**AIM OF THE EXERCISE**
Everything in the listing except the pictures should be written out exactly.

-- MATERIAL PROVIDED follows --

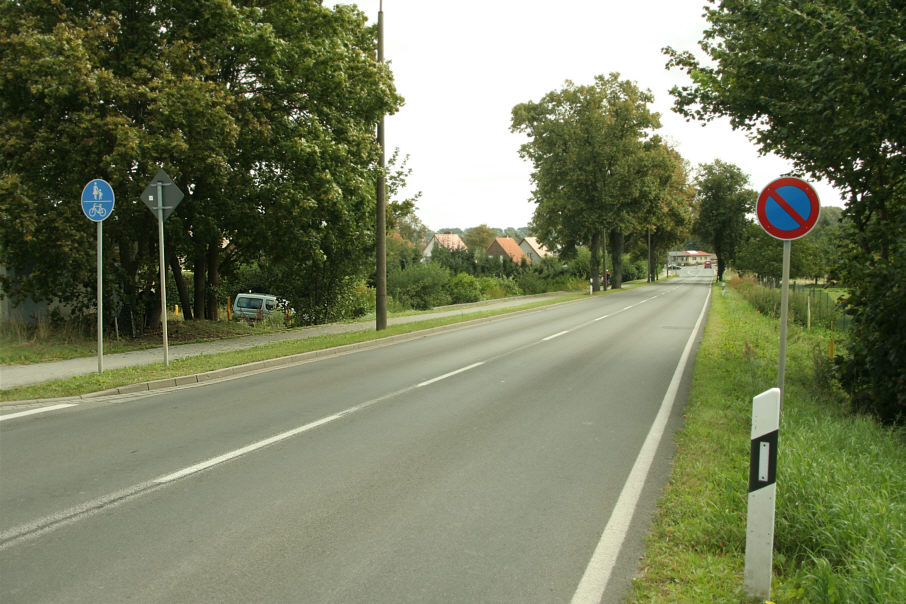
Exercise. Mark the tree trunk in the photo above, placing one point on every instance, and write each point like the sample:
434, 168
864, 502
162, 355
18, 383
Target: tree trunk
213, 258
593, 268
199, 286
184, 301
617, 239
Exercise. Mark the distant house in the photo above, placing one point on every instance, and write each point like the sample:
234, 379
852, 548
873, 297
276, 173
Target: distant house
689, 257
533, 249
506, 247
451, 241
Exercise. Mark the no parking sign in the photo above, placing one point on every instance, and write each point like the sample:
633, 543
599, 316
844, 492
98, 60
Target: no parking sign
788, 208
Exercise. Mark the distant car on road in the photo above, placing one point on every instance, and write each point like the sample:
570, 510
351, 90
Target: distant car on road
254, 307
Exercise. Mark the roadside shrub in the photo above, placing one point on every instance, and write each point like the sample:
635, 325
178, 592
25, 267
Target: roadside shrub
531, 282
494, 288
464, 288
419, 286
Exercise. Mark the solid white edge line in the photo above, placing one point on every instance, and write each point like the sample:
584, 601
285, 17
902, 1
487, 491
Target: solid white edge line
3, 418
451, 374
597, 573
556, 335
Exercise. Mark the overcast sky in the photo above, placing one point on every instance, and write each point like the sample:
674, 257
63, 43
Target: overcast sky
463, 65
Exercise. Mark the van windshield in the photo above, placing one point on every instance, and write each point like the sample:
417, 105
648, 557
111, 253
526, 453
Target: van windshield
248, 302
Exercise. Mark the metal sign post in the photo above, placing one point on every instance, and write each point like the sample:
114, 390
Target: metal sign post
762, 494
162, 196
97, 204
787, 209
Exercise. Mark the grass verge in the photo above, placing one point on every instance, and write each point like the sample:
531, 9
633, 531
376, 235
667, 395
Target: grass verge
840, 532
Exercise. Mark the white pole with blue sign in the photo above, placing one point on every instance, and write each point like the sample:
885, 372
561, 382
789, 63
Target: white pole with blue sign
97, 205
787, 209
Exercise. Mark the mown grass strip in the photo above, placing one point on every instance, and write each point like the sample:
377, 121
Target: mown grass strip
840, 533
203, 363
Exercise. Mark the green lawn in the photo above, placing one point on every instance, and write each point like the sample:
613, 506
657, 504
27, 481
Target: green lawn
841, 511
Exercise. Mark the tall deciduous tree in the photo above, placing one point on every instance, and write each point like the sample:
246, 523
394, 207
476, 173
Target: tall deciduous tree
262, 112
723, 202
823, 83
590, 147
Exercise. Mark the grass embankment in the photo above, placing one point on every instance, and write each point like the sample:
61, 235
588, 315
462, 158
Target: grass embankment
840, 532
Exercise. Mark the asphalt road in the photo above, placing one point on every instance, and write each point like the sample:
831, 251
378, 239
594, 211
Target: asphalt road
515, 461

-- MATERIAL PROVIDED concluded --

**PROBLEM SOLUTION**
Exercise. Mark the tree trunk in the photo above, placing one point on every instance, and write each point like the sample:
434, 168
864, 502
162, 355
18, 383
Target: tree trunk
213, 258
593, 268
199, 286
184, 301
617, 239
Exercise. Mark the distant house in the photo above, placing one point on every instance, and write each point like the sample:
234, 379
852, 548
873, 297
276, 173
Target: distant house
689, 257
533, 249
506, 247
451, 241
Exercise. Mark the no parking sign in the photo above, placing one point on every instance, and write each point like the sample:
633, 543
599, 316
844, 492
98, 60
Target: no parking sign
788, 208
Exercise. Mark the distant car on road in the photo above, placing one point on every instance, and write each point like the sample:
570, 510
351, 90
Target: distant car on road
254, 307
Exercise. Mark the roadside shrub in the photo above, placing one point on every instance, and write each point like the sample:
635, 325
178, 592
25, 267
Target: roadside shrub
531, 282
494, 288
464, 288
419, 286
Exercise. Mark the solid white edge line in the photo above, placing one point on every instance, and write each point like the sample:
584, 601
285, 17
902, 1
487, 491
Target: solid white edge line
3, 418
451, 374
597, 573
556, 335
Exercise. Mark the overcast sky in the photo above, placing one point on every instance, and write each point like the sample:
674, 257
63, 43
Target: overcast sky
463, 65
Exercise. Mark the van windshield in the photo above, placing one point on every instance, and write each point like the sample:
417, 105
648, 557
111, 253
526, 453
Target: van windshield
248, 302
Exercise. Mark the metal sign post in the photo above, placing one point on every instance, and write each point like the sample:
114, 390
Target: metal sign post
762, 494
162, 196
97, 204
787, 209
Exercise. Mark the grass verge in the photo above, placing one point on every instance, and write each point like the sample:
531, 9
633, 531
376, 235
667, 395
Target: grass verge
840, 532
Exercise. Mark the white pole with blue sign in the photo above, placing one point on every instance, and write each point like the sample:
885, 372
561, 382
789, 63
Target: white pole with blue sign
97, 205
787, 209
Exercise. Mark the mown grass strip in the photo above, placing one point on every instance, and write each point like the sample:
377, 121
Target: mown grass strip
840, 533
203, 363
Exercise. Mark the green lawn in the photo above, placing one point on every instance, and write each point like the sample:
613, 506
657, 504
27, 481
Target: green lawn
841, 511
Exercise. Mark the tall deciduous tree in the photo above, placing one point on every instance, and write each point like the sample:
246, 523
394, 207
476, 173
Target: tall deciduous tree
262, 112
723, 202
823, 83
590, 147
Exercise. Mark the grass embankment in the photo above, placing one point on every instance, and write each point like the sample:
61, 235
588, 315
462, 158
Target: grass embankment
840, 532
Exercise. Mark the asphalt road in the photo above, placing one point on every instance, and write each point like the sample:
831, 251
378, 239
594, 211
Target: asphalt road
515, 461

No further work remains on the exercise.